[EXTRACT PROVIDED]:
━━━━━━━━━━

Abstract
Aim:
The aim of this study is to evaluate the marginal sealing ability of self-adhesive flowable composite resin when used as a liner in Class II composite restoration with and without aging.
Materials and Methods:
A total of 120 standardized Class II tooth preparations with gingival margins 1 mm coronal and apical to cementenamel junction (CEJ) were prepared on 60 extracted permanent mandibular molars and were randomly divided into eight equal Groups: Group 1: cavities coronal to CEJ and restored with Dyad flow liner + Herculite ultra, Group 2: same as Group 1 but cavities margins apical to CEJ, Group 5: cavities coronal to CEJ and restored with only Herculite ultra, and Group 6: same as Group 5 but cavities apical to CEJ. Groups 3,4,7,8 were similar to Groups 1,2,5,6, respectively, but were aged for 6 months. After thermocycling, microleakage testing was done using 0.5% basic fuchsin dye.

━━━━━━━━━━

What dye does the study abstract say was used for the microleakage testing?

[INFORMATION SUPPLIED]:
━━━━━━━━━━

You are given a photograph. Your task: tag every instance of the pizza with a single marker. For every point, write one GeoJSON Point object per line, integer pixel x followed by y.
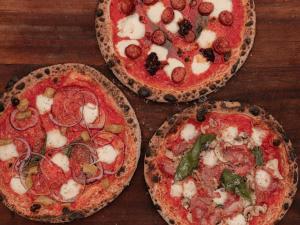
{"type": "Point", "coordinates": [222, 163]}
{"type": "Point", "coordinates": [175, 50]}
{"type": "Point", "coordinates": [69, 143]}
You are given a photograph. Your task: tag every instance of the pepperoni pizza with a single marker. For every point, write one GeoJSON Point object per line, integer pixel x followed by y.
{"type": "Point", "coordinates": [69, 143]}
{"type": "Point", "coordinates": [175, 50]}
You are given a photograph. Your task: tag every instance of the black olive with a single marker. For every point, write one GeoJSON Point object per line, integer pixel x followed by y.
{"type": "Point", "coordinates": [184, 27]}
{"type": "Point", "coordinates": [209, 54]}
{"type": "Point", "coordinates": [15, 101]}
{"type": "Point", "coordinates": [152, 64]}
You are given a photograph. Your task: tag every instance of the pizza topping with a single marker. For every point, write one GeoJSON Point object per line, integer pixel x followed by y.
{"type": "Point", "coordinates": [158, 37]}
{"type": "Point", "coordinates": [131, 27]}
{"type": "Point", "coordinates": [178, 4]}
{"type": "Point", "coordinates": [152, 64]}
{"type": "Point", "coordinates": [226, 18]}
{"type": "Point", "coordinates": [55, 139]}
{"type": "Point", "coordinates": [8, 152]}
{"type": "Point", "coordinates": [167, 15]}
{"type": "Point", "coordinates": [155, 12]}
{"type": "Point", "coordinates": [205, 8]}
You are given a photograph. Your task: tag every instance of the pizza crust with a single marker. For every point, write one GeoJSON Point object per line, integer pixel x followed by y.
{"type": "Point", "coordinates": [104, 37]}
{"type": "Point", "coordinates": [152, 173]}
{"type": "Point", "coordinates": [123, 106]}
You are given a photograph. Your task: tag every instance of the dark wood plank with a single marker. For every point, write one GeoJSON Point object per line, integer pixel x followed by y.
{"type": "Point", "coordinates": [36, 33]}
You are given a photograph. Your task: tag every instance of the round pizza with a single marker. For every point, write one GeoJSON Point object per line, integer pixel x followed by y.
{"type": "Point", "coordinates": [69, 143]}
{"type": "Point", "coordinates": [222, 163]}
{"type": "Point", "coordinates": [175, 50]}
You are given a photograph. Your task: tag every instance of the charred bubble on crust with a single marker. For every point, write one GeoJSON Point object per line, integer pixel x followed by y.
{"type": "Point", "coordinates": [35, 208]}
{"type": "Point", "coordinates": [152, 64]}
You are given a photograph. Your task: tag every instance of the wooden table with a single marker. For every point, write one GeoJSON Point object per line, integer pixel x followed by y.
{"type": "Point", "coordinates": [36, 33]}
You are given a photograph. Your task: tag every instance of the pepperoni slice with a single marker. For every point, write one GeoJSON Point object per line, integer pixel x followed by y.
{"type": "Point", "coordinates": [226, 18]}
{"type": "Point", "coordinates": [133, 51]}
{"type": "Point", "coordinates": [178, 4]}
{"type": "Point", "coordinates": [205, 8]}
{"type": "Point", "coordinates": [167, 15]}
{"type": "Point", "coordinates": [158, 37]}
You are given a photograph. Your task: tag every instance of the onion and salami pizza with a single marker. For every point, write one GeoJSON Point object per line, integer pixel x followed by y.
{"type": "Point", "coordinates": [222, 163]}
{"type": "Point", "coordinates": [175, 50]}
{"type": "Point", "coordinates": [69, 143]}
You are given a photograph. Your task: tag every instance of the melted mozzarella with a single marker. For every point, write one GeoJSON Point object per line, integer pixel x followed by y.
{"type": "Point", "coordinates": [219, 6]}
{"type": "Point", "coordinates": [210, 159]}
{"type": "Point", "coordinates": [172, 64]}
{"type": "Point", "coordinates": [107, 154]}
{"type": "Point", "coordinates": [131, 27]}
{"type": "Point", "coordinates": [161, 52]}
{"type": "Point", "coordinates": [189, 189]}
{"type": "Point", "coordinates": [90, 113]}
{"type": "Point", "coordinates": [206, 38]}
{"type": "Point", "coordinates": [237, 220]}
{"type": "Point", "coordinates": [62, 161]}
{"type": "Point", "coordinates": [199, 64]}
{"type": "Point", "coordinates": [70, 190]}
{"type": "Point", "coordinates": [8, 152]}
{"type": "Point", "coordinates": [173, 27]}
{"type": "Point", "coordinates": [262, 179]}
{"type": "Point", "coordinates": [188, 132]}
{"type": "Point", "coordinates": [257, 136]}
{"type": "Point", "coordinates": [223, 197]}
{"type": "Point", "coordinates": [43, 104]}
{"type": "Point", "coordinates": [17, 186]}
{"type": "Point", "coordinates": [273, 165]}
{"type": "Point", "coordinates": [122, 45]}
{"type": "Point", "coordinates": [155, 11]}
{"type": "Point", "coordinates": [176, 190]}
{"type": "Point", "coordinates": [55, 139]}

━━━━━━━━━━

[RESPONSE]:
0.5% basic fuchsin dye.